DATA FOR ANALYSIS Block Start
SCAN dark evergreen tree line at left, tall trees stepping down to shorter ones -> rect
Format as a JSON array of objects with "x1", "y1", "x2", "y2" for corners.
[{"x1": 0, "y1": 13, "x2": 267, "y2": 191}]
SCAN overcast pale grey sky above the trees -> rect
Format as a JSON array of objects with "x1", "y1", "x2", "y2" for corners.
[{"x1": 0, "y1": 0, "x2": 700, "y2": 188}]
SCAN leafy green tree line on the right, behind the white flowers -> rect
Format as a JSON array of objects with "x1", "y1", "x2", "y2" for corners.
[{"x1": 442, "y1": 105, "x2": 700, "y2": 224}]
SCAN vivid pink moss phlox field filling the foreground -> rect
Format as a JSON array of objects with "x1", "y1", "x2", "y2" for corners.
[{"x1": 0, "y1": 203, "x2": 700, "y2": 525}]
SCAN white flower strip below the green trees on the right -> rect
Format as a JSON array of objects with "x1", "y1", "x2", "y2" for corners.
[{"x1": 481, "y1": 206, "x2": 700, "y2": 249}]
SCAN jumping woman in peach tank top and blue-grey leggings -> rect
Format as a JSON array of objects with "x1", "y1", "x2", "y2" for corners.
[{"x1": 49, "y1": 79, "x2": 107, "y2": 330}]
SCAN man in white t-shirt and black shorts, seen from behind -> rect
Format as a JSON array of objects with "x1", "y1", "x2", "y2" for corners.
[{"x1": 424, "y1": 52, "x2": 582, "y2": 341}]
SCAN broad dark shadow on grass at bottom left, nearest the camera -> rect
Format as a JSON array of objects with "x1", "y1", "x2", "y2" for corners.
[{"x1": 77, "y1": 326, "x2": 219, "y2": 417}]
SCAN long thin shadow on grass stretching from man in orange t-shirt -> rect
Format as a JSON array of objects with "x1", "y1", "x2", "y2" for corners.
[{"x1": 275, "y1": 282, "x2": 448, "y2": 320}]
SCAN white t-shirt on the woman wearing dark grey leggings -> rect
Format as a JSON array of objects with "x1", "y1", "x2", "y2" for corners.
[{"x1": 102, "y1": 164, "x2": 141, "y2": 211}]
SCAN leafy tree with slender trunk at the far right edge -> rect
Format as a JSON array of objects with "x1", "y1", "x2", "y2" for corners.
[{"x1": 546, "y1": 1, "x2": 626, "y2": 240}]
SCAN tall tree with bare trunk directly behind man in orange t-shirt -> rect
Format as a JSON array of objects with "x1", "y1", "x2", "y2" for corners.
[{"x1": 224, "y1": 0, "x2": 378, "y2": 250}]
DATA FOR ANALYSIS Block End
PROBLEM DETAILS: A word-for-word transcription of all the data is needed.

EXERCISE RESULT:
SCAN dark evergreen tree line at left, tall trees stepping down to shorter ones -> rect
Format as a JSON array of objects with "x1", "y1", "x2", "y2" for corners.
[{"x1": 0, "y1": 13, "x2": 267, "y2": 191}]
SCAN overcast pale grey sky above the trees -> rect
Format as a JSON array of objects with "x1", "y1", "x2", "y2" for corners.
[{"x1": 0, "y1": 0, "x2": 700, "y2": 188}]
SCAN leafy green tree line on the right, behind the white flowers -> rect
Format as a JSON array of objects with "x1", "y1", "x2", "y2" for corners.
[{"x1": 442, "y1": 105, "x2": 700, "y2": 224}]
SCAN vivid pink moss phlox field filling the foreground -> rect
Format as a JSON array of objects with "x1", "y1", "x2", "y2" for corners.
[{"x1": 0, "y1": 203, "x2": 700, "y2": 525}]
SCAN white flower strip below the green trees on the right -> rect
Format as a JSON array of objects with "x1", "y1", "x2", "y2" for corners.
[{"x1": 481, "y1": 206, "x2": 700, "y2": 249}]
SCAN jumping woman in peach tank top and blue-grey leggings -> rect
Format as a JSON array of objects with "x1", "y1", "x2", "y2" for corners.
[{"x1": 49, "y1": 79, "x2": 107, "y2": 330}]
SCAN man in white t-shirt and black shorts, seen from behind -> rect
Format as a JSON array of objects with "x1", "y1", "x2", "y2" for corners.
[{"x1": 424, "y1": 52, "x2": 582, "y2": 341}]
SCAN broad dark shadow on grass at bottom left, nearest the camera -> rect
Format as a JSON array of objects with "x1", "y1", "x2", "y2" for corners.
[{"x1": 77, "y1": 326, "x2": 219, "y2": 417}]
SCAN long thin shadow on grass stretching from man in orange t-shirt -> rect
Format as a JSON array of objects with "x1", "y1", "x2", "y2" for corners.
[{"x1": 275, "y1": 282, "x2": 448, "y2": 320}]
SCAN white t-shirt on the woman wearing dark grey leggings -> rect
Format as a JSON array of objects with "x1", "y1", "x2", "y2" for corners.
[{"x1": 102, "y1": 164, "x2": 141, "y2": 211}]
SCAN leafy tree with slender trunk at the far right edge -> rect
Format as a JSON array of objects with "x1", "y1", "x2", "y2" for corners.
[{"x1": 546, "y1": 1, "x2": 626, "y2": 240}]
SCAN tall tree with bare trunk directly behind man in orange t-shirt -> rect
Format as a JSON array of objects with "x1", "y1", "x2", "y2" for corners.
[{"x1": 224, "y1": 0, "x2": 378, "y2": 250}]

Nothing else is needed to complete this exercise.